## Trecho selecionado
··········

Nessa carta, Vincent Van Gogh explica a sua experiência com o estilo abstrato, vale a pena entender como o raciocínio de um artista serpenteia estilos, modismos e inspiração para compor suas obras.

Carta de Van Gogh a Émile Bernard, St Rémy, início de dezembro de 1889

“Como você sabe, uma ou duas vezes, enquanto Gauguin estava em Arles, dei livre rédea às abstrações, por exemplo em “Mulher na cadeira de balanço” ou “Leitora de Romance”, preto numa biblioteca amarela; e naquela época a abstração parecia-me um caminho encantador.

Mas é um caminho encantado, meu velho, e a gente logo se vê contra um muro de pedra.

Não diria que não se possa aventurar por ela depois de toda uma vida viril de pesquisas, de uma luta direta com a natureza, mas não quero quebrar a cabeça com tais coisas.

Passei todo o ano convivendo com a natureza, sem pensar no Impressionismo ou nisto ou naquilo.

Não obstante, mais uma vez deixei-me ir à procura de estrelas demasiado grandes – um novo fracasso – e estou farto.

··········

## Listagem extraída

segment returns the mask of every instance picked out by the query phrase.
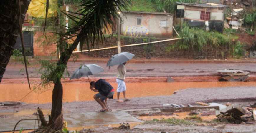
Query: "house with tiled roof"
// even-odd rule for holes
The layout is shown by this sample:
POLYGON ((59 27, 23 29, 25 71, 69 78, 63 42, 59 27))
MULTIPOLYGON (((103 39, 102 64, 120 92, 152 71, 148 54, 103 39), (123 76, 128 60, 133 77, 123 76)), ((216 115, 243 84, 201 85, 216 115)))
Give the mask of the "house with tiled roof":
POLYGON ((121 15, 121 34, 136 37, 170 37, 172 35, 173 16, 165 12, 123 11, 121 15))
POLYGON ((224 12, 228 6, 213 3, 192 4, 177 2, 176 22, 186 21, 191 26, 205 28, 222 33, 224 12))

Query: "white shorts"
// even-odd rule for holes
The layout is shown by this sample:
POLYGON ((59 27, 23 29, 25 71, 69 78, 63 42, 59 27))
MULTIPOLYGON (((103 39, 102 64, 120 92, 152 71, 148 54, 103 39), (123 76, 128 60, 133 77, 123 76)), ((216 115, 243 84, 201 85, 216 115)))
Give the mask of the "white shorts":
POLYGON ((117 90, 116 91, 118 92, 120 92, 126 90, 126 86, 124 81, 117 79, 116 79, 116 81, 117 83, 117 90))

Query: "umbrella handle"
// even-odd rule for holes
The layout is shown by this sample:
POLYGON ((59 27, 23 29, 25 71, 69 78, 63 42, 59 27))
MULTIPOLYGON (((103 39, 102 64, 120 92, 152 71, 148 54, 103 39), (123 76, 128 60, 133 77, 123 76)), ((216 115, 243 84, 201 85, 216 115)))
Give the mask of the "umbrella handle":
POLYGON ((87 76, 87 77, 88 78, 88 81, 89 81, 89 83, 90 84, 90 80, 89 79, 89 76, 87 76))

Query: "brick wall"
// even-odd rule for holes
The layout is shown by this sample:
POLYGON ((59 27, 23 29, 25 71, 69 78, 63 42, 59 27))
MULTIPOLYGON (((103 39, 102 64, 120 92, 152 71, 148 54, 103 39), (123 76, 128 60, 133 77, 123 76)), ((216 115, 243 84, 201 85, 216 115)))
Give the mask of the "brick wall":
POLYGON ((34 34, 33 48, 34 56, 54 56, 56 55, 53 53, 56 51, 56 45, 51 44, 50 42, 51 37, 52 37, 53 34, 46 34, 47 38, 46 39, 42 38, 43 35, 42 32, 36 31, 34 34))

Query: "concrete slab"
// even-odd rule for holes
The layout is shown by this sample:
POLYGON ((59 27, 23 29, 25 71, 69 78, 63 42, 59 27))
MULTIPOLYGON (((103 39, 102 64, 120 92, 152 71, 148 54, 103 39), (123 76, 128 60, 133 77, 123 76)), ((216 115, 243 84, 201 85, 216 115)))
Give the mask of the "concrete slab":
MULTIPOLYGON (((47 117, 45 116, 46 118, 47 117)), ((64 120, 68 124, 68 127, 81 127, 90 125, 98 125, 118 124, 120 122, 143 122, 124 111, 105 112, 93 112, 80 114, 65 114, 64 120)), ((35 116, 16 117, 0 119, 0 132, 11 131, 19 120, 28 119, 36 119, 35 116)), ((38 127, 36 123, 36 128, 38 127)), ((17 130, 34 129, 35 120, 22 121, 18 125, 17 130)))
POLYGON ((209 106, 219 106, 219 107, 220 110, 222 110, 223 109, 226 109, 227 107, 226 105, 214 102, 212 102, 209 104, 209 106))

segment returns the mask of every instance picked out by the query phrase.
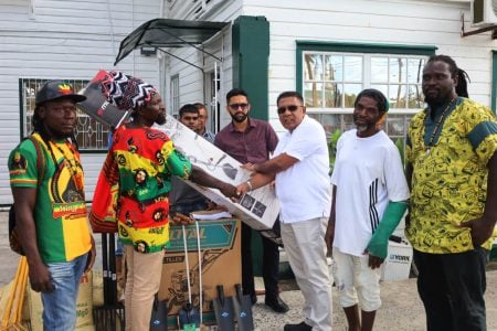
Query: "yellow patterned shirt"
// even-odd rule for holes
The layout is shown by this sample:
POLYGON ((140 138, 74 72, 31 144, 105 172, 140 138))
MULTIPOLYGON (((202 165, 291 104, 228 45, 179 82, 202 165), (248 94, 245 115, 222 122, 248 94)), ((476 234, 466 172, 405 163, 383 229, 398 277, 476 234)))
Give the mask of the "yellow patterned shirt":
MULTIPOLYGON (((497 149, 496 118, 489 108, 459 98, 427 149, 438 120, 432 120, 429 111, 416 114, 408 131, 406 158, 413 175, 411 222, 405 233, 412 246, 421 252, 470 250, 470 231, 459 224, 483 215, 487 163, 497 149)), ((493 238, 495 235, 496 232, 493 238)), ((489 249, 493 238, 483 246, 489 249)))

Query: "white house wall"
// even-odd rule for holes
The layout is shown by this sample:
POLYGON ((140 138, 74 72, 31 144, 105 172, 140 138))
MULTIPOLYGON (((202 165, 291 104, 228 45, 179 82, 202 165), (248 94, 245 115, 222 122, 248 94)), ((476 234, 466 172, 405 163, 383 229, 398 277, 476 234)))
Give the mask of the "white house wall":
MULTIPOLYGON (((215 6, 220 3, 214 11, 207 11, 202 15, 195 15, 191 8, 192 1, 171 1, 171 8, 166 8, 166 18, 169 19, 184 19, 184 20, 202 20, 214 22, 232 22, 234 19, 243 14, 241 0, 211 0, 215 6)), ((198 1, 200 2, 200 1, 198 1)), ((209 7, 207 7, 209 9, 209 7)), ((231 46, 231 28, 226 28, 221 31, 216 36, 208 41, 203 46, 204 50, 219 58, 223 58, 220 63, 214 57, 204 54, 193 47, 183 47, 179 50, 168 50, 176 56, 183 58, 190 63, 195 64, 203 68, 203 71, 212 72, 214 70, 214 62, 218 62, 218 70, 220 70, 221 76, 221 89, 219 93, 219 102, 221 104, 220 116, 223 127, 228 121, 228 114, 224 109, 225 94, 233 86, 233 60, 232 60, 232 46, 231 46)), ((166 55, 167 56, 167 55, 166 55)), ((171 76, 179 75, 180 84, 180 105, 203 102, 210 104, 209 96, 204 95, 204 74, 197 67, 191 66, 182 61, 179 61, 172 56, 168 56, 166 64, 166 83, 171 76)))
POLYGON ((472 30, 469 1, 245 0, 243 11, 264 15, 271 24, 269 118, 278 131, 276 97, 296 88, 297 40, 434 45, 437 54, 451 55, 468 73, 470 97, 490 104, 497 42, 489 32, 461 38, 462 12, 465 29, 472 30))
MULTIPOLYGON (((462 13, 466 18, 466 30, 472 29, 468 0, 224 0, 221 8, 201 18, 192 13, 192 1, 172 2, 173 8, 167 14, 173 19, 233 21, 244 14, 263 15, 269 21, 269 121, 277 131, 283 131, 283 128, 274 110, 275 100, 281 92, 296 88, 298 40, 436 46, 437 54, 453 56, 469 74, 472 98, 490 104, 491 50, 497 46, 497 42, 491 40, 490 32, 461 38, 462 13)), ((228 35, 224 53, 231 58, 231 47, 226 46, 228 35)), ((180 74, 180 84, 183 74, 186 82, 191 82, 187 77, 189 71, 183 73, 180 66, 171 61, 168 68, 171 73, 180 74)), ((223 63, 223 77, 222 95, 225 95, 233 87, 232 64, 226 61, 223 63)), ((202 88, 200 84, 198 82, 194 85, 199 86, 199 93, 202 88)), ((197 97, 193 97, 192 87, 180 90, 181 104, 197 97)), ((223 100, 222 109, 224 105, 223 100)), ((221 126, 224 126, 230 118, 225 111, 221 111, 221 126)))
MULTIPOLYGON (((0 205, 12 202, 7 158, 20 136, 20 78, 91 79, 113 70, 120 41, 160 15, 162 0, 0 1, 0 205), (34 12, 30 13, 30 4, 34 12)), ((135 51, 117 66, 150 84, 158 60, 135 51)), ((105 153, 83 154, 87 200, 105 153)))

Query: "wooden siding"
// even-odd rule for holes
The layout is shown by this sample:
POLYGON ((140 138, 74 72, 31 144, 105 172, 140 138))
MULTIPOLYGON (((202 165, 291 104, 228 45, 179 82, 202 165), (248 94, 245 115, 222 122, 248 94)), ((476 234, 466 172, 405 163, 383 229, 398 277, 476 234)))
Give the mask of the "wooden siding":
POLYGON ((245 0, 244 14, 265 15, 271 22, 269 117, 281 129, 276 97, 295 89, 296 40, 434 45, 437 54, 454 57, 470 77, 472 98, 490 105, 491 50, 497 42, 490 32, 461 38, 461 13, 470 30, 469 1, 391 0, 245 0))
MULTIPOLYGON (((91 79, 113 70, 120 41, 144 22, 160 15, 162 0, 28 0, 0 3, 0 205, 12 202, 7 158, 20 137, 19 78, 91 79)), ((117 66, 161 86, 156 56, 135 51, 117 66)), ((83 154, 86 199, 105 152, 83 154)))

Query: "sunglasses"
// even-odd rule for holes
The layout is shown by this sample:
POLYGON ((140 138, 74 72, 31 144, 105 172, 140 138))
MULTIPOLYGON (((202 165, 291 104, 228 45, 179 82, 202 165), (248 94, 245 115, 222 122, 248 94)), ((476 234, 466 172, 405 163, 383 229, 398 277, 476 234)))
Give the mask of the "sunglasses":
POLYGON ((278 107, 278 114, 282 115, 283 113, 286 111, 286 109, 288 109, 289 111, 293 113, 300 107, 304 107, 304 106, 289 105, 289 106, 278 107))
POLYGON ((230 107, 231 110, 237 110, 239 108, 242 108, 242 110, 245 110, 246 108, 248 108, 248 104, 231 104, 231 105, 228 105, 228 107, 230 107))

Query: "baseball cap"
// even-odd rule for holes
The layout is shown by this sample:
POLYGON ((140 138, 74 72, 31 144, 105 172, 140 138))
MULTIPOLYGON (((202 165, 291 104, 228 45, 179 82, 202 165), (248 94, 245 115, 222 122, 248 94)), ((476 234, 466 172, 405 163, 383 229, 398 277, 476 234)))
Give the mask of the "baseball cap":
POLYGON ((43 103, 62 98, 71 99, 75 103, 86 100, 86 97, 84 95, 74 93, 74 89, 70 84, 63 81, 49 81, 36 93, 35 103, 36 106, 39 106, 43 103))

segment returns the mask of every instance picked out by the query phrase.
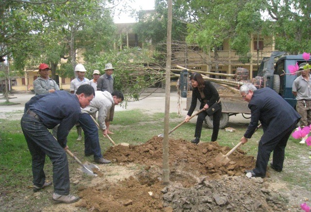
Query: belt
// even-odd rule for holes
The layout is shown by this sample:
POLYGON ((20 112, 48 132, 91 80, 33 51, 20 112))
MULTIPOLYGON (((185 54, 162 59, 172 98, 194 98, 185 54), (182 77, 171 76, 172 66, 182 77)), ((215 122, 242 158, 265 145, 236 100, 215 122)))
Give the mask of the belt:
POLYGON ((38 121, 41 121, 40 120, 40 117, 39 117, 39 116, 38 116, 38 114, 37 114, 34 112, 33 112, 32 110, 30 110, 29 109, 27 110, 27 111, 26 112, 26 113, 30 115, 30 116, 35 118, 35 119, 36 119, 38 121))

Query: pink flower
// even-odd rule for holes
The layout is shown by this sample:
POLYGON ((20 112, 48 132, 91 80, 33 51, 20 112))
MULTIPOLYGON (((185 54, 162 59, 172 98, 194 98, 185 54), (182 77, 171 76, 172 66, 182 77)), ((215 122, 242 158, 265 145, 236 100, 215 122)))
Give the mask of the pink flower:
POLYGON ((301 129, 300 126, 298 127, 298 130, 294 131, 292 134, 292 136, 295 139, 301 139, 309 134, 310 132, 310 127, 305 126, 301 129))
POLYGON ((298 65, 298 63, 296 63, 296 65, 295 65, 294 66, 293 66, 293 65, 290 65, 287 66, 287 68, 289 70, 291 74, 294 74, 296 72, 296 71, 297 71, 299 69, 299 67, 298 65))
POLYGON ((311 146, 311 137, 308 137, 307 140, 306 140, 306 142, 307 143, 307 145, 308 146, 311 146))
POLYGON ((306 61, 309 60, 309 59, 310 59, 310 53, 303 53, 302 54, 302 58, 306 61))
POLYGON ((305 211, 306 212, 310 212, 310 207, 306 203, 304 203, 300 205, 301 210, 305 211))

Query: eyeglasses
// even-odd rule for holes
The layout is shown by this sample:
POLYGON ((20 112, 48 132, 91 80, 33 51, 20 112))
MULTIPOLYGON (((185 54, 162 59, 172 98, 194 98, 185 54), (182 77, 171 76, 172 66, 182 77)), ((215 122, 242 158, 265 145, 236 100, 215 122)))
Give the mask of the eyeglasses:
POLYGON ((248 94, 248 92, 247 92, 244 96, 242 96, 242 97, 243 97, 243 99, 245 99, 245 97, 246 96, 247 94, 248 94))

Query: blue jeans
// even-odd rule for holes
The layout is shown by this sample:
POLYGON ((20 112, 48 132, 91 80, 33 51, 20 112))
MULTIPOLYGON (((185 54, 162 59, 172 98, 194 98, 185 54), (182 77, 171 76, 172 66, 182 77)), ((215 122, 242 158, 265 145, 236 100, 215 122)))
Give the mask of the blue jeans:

··········

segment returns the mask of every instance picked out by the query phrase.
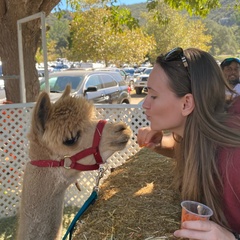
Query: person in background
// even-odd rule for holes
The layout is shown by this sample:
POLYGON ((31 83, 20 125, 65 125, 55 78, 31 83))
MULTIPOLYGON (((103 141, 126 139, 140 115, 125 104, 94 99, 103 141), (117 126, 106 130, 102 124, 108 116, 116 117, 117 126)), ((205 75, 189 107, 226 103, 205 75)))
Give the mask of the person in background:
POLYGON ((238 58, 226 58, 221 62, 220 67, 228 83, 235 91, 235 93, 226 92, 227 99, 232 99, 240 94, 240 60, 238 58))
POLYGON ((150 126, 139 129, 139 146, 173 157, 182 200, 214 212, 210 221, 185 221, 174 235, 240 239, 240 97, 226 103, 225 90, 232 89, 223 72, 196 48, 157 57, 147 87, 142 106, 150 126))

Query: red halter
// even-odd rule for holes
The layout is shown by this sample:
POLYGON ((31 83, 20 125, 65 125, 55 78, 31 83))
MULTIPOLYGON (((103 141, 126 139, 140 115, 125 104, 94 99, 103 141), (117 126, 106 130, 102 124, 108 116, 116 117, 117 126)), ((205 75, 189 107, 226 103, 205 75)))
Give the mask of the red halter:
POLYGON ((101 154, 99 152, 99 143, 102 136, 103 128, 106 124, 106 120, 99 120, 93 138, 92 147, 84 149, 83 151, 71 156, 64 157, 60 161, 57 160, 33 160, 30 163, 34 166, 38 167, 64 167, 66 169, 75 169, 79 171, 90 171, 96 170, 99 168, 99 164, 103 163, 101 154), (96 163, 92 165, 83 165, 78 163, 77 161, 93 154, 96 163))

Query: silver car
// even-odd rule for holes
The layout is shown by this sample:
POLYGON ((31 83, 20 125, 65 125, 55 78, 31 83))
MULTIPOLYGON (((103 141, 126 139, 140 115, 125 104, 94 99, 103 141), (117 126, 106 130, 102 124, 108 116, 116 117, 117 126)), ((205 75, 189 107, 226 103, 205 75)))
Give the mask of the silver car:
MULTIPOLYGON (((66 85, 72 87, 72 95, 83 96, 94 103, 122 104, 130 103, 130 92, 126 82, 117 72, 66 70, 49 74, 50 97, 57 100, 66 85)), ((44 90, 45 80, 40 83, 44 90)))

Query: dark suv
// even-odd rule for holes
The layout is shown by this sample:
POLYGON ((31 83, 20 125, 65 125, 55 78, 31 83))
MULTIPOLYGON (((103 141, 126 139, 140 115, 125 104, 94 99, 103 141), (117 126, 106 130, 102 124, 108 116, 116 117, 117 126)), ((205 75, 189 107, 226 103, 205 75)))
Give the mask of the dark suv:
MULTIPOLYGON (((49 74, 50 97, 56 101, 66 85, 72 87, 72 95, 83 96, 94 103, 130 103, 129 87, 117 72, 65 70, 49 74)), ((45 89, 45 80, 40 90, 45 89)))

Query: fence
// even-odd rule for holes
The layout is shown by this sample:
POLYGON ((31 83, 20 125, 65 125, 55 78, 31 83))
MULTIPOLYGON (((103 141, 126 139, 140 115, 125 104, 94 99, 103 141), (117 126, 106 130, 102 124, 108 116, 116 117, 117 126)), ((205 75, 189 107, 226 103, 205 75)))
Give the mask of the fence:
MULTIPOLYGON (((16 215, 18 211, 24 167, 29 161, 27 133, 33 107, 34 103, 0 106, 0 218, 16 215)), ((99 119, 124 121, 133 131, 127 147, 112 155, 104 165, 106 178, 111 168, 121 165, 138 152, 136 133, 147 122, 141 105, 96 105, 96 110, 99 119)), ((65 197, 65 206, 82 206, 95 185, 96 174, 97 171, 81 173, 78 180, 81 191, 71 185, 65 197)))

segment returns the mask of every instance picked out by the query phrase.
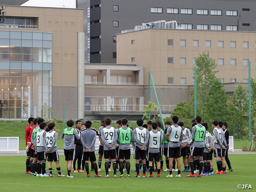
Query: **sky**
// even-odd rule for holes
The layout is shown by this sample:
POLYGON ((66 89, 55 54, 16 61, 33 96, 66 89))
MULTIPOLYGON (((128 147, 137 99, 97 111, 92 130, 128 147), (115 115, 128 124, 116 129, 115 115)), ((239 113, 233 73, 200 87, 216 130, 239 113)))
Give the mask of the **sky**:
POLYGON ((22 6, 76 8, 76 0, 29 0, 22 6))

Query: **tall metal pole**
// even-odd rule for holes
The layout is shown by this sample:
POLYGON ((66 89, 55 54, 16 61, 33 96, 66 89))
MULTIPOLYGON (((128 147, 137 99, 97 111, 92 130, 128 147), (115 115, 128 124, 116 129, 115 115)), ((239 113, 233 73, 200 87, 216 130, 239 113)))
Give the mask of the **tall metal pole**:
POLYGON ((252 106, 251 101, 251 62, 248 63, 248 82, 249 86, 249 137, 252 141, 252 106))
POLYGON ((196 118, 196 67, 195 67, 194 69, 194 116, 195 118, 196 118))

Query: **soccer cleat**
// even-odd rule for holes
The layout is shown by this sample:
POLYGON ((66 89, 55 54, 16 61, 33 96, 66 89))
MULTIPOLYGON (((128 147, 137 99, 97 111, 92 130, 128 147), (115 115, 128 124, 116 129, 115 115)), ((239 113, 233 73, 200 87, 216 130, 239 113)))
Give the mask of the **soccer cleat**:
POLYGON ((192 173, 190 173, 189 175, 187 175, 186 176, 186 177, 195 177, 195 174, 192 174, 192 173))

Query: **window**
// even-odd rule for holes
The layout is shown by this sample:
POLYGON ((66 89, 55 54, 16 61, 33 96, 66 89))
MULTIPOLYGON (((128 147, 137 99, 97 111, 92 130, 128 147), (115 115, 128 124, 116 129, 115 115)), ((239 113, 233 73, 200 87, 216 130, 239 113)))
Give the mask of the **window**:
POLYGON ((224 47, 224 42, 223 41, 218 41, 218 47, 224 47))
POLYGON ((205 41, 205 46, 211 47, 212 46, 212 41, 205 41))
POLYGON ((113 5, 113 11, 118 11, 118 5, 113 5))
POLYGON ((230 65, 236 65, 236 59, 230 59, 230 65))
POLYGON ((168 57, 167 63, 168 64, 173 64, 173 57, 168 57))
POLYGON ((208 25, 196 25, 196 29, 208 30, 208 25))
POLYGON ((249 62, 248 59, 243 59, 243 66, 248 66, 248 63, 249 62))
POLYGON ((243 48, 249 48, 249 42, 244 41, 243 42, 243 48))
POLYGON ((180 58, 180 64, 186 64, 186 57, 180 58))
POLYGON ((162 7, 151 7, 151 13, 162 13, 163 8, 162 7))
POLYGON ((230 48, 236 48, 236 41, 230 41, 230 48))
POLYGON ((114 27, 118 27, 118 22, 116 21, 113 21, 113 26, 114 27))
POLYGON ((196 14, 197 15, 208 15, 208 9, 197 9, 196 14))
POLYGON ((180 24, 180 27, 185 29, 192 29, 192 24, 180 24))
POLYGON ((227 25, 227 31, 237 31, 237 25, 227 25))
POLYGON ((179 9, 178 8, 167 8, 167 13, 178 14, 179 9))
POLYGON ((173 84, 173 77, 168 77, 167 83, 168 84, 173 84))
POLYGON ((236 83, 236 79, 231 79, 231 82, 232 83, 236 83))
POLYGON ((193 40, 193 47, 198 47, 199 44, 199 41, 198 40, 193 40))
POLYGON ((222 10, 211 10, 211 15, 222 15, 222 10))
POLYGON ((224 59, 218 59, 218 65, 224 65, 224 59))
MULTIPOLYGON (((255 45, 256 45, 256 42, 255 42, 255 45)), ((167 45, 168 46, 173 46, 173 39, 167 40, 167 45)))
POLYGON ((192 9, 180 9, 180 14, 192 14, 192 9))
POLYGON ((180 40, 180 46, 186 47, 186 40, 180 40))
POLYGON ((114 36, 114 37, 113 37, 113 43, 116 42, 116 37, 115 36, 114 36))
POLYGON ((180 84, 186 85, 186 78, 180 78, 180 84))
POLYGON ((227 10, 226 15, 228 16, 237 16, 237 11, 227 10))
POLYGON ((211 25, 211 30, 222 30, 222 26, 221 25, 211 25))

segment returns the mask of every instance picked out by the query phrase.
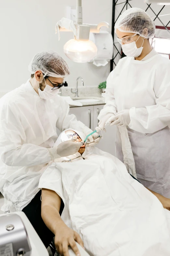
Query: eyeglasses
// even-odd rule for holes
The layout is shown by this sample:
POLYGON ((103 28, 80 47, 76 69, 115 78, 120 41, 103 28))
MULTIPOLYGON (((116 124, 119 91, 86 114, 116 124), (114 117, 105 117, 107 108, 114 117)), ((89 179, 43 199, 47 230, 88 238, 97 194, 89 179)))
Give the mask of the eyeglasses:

··········

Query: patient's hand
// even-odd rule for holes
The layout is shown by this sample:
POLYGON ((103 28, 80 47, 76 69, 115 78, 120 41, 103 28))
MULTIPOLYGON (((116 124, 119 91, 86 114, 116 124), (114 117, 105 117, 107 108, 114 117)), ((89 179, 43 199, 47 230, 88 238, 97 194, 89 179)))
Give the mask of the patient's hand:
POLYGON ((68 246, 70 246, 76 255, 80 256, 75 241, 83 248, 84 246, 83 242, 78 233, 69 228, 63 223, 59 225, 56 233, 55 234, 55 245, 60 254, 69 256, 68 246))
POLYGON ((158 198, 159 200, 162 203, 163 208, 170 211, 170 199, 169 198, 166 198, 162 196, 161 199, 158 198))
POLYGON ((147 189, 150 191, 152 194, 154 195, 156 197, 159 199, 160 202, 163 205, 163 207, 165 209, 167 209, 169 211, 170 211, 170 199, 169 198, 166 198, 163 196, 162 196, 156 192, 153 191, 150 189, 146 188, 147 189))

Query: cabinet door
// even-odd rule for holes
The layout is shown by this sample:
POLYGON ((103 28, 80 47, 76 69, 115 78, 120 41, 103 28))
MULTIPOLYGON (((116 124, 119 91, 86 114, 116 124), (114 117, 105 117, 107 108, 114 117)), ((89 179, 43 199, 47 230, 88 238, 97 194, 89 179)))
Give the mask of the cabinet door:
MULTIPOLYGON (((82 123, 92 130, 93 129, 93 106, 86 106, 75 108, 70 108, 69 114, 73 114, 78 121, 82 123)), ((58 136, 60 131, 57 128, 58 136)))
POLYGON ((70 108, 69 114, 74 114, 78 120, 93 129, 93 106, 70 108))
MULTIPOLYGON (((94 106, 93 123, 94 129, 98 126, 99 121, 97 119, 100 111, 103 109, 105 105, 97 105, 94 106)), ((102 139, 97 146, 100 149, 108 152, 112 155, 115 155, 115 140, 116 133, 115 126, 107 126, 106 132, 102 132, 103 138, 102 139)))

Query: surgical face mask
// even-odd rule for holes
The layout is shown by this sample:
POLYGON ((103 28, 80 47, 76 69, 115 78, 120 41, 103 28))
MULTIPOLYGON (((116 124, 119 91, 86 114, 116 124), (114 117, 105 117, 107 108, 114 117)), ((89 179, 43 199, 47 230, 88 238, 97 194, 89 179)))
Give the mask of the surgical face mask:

··········

## Tarefas do exercício
a - Devolva, da carta de Van Gogh, tudo o que vai de "Nessa carta, Vincent" até "com tais coisas.".
b - Na carta de Van Gogh, quais duas obras ele cita como exemplo de quando deu livre rédea às abstrações?

## Lista de respostas
a -
Nessa carta, Vincent Van Gogh explica a sua experiência com o estilo abstrato, vale a pena entender como o raciocínio de um artista serpenteia estilos, modismos e inspiração para compor suas obras.

Carta de Van Gogh a Émile Bernard, St Rémy, início de dezembro de 1889

“Como você sabe, uma ou duas vezes, enquanto Gauguin estava em Arles, dei livre rédea às abstrações, por exemplo em “Mulher na cadeira de balanço” ou “Leitora de Romance”, preto numa biblioteca amarela; e naquela época a abstração parecia-me um caminho encantador.

Mas é um caminho encantado, meu velho, e a gente logo se vê contra um muro de pedra.

Não diria que não se possa aventurar por ela depois de toda uma vida viril de pesquisas, de uma luta direta com a natureza, mas não quero quebrar a cabeça com tais coisas.

b - "Mulher na cadeira de balanço" e "Leitora de Romance".